REQUIREMENT: Copy out every line from the one containing "# test: point at every instance of the mottled" down to the one containing "Target: flower center", word for word, and nothing else.

PROVIDED DATA:
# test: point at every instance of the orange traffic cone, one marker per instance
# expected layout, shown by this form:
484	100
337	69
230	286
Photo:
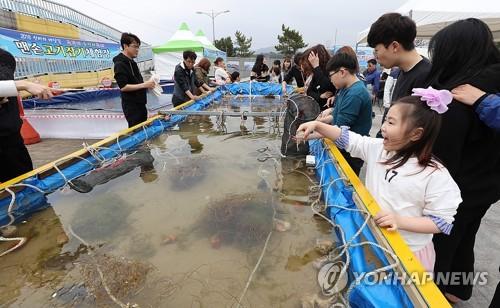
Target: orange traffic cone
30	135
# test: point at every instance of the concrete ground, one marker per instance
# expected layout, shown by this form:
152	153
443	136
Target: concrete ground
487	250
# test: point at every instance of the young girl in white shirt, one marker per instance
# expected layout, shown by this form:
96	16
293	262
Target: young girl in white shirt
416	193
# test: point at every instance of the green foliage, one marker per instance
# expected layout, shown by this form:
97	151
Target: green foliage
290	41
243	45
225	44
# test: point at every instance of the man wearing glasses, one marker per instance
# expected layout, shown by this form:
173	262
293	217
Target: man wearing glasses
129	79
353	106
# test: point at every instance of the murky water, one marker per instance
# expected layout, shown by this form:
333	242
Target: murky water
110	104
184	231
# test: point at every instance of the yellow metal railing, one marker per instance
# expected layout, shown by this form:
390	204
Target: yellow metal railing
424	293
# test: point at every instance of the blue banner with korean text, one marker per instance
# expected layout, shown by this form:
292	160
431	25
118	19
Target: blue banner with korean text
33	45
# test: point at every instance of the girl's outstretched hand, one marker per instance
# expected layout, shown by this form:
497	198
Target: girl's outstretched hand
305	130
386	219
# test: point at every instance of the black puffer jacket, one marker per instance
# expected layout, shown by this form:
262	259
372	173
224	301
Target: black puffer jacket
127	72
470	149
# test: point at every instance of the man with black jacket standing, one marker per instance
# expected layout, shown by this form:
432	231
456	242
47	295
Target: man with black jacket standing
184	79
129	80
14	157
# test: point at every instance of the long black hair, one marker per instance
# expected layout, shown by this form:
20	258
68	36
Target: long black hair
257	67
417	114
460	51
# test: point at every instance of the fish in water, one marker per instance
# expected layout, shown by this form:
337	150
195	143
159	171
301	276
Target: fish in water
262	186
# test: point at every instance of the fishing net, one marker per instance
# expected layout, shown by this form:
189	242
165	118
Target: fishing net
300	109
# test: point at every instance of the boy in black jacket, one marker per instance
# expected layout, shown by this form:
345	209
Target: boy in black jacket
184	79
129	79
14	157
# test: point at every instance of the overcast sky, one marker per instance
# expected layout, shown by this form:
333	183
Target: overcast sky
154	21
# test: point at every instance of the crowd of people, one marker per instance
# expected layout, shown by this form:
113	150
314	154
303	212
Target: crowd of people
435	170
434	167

--

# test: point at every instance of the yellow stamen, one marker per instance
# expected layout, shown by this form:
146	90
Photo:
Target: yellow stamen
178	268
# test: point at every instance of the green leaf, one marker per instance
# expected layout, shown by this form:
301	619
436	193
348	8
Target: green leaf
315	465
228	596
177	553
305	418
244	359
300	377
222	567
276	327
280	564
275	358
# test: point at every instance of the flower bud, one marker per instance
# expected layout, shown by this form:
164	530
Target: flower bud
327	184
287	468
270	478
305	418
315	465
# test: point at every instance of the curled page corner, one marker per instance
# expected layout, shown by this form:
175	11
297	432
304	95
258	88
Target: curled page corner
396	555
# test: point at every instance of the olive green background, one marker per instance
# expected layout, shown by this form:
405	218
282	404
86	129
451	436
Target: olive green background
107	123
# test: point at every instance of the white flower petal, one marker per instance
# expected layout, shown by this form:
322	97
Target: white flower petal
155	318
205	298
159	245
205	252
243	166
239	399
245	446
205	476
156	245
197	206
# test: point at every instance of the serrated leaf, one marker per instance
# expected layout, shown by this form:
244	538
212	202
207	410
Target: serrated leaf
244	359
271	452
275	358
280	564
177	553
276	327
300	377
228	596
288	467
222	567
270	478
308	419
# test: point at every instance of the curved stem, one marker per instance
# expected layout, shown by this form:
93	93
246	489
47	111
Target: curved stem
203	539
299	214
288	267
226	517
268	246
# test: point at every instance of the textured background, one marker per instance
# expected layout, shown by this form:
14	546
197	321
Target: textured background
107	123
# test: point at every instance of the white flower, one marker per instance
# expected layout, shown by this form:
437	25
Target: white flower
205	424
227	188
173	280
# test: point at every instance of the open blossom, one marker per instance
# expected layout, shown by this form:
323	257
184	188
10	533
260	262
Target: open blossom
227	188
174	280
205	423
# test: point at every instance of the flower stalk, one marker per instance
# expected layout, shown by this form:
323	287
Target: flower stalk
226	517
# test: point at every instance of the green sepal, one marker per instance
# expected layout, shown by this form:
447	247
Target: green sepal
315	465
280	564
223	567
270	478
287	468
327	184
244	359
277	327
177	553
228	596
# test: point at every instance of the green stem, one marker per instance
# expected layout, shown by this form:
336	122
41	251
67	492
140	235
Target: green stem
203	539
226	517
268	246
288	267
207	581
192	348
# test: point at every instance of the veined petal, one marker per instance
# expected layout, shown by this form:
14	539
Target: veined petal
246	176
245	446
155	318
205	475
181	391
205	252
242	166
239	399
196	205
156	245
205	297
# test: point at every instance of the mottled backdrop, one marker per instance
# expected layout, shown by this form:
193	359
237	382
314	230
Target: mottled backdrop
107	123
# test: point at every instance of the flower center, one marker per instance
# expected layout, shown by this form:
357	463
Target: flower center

EXERCISE OUTPUT:
# test: point at every instance of the mottled backdrop, one marker per instance
# expected layout, shown by this form:
193	359
237	382
314	230
Target: mottled backdrop
107	123
# test: point at every instance of the flower center, one marker per instance
# expected layout, shown by this form:
357	463
Target: flower center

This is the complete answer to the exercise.